(Natural-language object grounding data)
....
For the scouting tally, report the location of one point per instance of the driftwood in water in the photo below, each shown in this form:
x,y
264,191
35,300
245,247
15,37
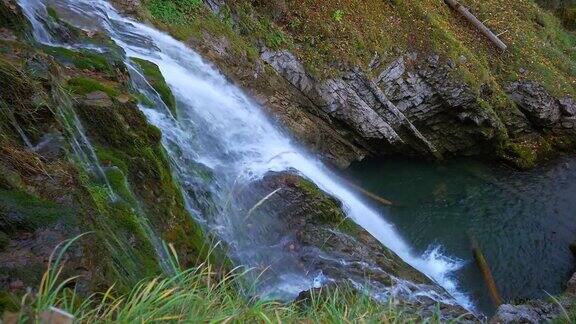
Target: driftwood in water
x,y
480,25
486,273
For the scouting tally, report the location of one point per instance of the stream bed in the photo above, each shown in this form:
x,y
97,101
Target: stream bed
x,y
524,221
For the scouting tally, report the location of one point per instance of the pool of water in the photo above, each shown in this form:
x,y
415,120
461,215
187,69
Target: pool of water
x,y
524,221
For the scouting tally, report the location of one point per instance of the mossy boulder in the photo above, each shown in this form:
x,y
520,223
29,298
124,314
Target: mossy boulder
....
## Assigned task
Which lines hold the word "mossy"? Copy each of them from the records.

## Worked solution
For the scouting tally, report the location of one point per instance of the mossy boulder in the photo above, each shown in this form:
Target: mossy boulder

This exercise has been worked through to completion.